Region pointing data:
::::
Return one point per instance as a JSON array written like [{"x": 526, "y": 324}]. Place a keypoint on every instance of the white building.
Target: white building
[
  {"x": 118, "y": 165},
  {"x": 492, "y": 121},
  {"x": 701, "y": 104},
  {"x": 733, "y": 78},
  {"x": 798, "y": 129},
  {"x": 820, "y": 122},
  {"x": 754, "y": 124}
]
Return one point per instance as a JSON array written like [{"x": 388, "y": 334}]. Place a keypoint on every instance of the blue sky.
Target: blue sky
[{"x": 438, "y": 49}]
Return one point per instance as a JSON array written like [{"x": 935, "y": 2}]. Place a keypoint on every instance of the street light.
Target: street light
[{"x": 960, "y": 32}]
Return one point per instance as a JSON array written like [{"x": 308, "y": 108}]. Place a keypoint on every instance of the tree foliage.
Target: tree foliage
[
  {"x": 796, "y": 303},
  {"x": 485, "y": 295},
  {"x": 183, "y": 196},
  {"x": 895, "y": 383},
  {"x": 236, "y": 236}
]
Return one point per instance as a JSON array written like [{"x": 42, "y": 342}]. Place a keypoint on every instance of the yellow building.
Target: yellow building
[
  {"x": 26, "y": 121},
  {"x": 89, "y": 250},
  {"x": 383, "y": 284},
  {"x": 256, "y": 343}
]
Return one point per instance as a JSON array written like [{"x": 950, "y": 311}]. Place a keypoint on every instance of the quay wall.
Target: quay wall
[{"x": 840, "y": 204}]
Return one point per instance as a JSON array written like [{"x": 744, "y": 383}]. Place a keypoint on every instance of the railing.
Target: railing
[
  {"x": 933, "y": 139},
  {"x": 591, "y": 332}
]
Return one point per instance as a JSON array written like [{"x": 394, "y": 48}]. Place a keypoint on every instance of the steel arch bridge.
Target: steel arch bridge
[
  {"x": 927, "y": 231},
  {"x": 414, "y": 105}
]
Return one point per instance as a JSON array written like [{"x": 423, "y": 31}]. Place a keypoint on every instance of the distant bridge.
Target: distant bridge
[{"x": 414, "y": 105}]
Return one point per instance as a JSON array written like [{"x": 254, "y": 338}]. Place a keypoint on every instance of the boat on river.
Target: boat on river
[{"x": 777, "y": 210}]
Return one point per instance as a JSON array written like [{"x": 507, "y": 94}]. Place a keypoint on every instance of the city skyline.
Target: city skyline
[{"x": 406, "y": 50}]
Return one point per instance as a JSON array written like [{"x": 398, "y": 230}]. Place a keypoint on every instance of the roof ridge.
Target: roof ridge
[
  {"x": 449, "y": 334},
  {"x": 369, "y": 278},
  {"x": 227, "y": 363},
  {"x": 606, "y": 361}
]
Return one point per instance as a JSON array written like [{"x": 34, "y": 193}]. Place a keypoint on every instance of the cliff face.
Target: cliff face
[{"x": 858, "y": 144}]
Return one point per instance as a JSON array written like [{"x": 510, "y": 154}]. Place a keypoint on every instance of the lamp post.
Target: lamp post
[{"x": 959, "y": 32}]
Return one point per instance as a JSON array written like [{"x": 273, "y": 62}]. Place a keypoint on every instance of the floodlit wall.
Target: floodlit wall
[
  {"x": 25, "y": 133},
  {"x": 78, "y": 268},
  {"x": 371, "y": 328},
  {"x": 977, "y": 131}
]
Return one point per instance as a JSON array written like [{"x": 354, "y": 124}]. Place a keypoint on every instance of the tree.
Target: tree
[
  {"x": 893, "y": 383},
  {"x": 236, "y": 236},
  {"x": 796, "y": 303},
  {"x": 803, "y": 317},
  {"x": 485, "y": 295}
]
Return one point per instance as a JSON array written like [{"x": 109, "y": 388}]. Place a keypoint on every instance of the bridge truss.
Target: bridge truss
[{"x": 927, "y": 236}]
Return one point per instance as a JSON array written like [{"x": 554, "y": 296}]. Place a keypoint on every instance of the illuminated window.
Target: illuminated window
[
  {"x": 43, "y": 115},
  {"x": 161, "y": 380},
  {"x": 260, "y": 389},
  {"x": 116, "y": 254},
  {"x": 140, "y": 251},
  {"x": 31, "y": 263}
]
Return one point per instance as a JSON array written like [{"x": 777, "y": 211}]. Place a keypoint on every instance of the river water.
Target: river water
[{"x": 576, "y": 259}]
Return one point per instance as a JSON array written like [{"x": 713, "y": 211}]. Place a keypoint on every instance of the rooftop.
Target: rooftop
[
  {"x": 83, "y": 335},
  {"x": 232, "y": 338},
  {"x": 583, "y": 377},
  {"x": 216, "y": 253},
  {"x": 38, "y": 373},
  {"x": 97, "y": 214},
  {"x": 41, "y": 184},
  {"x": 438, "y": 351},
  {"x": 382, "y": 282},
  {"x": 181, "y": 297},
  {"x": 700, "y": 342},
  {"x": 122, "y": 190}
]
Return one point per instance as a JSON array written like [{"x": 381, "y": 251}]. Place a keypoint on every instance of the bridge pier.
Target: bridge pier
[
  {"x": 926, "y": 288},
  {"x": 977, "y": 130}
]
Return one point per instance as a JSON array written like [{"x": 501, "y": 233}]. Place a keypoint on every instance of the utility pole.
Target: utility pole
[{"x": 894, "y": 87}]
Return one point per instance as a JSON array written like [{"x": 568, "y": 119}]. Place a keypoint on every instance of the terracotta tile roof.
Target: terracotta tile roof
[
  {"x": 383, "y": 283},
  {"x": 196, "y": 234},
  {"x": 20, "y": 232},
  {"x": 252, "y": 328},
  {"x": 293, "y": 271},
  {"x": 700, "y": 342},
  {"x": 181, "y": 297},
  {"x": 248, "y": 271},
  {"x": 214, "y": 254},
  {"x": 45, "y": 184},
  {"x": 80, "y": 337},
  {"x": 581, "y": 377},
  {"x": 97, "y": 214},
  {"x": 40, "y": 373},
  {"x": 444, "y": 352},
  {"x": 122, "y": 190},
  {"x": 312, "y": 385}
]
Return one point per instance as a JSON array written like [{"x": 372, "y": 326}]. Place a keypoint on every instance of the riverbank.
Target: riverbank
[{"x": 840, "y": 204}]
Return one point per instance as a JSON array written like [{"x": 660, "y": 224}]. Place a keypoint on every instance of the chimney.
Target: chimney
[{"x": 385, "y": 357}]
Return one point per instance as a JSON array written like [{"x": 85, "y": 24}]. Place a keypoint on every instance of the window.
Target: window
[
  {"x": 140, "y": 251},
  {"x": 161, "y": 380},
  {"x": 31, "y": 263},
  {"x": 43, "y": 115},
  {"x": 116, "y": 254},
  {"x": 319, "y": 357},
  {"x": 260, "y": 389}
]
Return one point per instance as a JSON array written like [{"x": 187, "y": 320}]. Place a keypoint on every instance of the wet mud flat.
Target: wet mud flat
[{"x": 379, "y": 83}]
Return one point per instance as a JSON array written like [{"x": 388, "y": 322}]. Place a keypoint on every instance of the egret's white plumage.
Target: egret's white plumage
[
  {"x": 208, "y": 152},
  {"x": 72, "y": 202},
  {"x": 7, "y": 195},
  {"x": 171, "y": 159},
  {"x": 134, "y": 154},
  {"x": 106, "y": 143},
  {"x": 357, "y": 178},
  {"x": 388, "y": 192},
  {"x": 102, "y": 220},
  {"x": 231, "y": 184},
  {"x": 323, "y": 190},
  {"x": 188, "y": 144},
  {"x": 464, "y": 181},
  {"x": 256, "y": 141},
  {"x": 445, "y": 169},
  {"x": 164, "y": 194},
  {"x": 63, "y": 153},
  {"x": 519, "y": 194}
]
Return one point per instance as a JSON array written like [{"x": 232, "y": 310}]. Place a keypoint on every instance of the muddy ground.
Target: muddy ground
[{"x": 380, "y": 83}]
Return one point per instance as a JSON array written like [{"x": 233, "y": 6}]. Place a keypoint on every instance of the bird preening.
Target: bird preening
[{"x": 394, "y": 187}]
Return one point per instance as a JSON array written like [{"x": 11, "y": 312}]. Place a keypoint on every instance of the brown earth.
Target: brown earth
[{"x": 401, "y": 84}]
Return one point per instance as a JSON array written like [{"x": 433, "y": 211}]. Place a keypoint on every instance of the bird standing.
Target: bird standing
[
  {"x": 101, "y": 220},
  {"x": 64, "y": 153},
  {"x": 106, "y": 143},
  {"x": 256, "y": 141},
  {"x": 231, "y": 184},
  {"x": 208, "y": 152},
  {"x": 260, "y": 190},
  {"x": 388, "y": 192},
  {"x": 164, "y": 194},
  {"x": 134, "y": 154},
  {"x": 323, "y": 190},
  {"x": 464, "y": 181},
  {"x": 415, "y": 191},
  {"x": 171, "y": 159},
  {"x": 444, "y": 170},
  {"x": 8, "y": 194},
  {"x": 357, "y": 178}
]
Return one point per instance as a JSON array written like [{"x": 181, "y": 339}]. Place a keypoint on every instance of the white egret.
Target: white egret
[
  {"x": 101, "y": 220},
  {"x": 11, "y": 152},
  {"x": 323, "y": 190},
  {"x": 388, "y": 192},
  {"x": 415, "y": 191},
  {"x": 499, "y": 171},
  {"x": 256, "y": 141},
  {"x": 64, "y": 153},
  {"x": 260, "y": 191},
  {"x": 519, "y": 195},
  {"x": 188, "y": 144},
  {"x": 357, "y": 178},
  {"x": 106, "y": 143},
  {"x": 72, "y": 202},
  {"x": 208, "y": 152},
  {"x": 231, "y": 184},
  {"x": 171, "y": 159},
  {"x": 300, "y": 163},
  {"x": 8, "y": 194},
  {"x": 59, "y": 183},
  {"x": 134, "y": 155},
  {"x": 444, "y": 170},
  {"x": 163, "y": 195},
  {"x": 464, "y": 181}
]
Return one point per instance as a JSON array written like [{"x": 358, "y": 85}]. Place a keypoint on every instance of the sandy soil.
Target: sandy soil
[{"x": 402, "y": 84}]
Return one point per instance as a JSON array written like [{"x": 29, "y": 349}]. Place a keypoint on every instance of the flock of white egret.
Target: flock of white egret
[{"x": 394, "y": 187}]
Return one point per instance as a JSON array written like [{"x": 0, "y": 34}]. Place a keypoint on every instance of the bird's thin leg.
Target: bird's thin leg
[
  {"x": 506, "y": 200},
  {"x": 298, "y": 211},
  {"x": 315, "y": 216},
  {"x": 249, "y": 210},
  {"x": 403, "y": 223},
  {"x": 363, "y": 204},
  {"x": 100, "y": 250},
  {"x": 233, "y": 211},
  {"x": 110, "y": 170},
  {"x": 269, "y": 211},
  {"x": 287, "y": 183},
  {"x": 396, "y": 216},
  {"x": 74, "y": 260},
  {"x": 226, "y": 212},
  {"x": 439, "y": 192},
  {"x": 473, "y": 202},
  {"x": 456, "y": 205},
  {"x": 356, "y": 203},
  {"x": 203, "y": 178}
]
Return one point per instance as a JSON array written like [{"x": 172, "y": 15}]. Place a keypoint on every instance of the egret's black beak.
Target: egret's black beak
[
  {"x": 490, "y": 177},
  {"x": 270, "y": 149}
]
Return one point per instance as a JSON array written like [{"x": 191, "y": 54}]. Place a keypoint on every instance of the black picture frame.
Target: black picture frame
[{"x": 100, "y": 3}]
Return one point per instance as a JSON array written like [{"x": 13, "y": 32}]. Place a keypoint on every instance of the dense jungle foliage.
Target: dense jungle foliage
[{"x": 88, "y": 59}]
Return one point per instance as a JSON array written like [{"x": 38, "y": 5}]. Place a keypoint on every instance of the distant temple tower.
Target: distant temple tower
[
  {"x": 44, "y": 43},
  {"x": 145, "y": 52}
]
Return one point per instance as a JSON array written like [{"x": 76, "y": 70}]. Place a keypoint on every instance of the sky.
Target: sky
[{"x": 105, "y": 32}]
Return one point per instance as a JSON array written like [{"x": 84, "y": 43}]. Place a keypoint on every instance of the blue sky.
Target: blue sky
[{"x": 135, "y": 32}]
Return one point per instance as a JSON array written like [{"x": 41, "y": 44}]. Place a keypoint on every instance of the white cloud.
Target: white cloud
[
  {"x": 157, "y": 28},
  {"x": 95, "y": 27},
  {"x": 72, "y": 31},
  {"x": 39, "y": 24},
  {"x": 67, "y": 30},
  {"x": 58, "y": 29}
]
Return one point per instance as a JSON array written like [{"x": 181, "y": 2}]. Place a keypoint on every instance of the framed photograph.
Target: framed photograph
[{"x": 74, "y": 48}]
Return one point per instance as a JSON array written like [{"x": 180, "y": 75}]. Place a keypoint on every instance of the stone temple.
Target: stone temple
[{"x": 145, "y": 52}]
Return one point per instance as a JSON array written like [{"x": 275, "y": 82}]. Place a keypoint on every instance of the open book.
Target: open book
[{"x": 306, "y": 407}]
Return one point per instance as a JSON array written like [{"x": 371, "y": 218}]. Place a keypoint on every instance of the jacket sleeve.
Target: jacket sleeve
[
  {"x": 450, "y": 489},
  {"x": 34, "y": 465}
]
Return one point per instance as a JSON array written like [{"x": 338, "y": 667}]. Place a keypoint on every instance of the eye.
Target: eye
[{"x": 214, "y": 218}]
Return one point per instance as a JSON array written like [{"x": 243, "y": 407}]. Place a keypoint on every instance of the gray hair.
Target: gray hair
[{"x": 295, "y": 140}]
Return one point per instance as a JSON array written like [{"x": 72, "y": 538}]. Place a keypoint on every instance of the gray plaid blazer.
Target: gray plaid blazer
::::
**Task details**
Filter the records above and return every line that holds the word "plaid".

**Response to the exercise**
Return one point per instance as a JSON array written like [{"x": 72, "y": 538}]. Place a keypoint on every instance of the gray plaid blazer.
Target: gray plaid blazer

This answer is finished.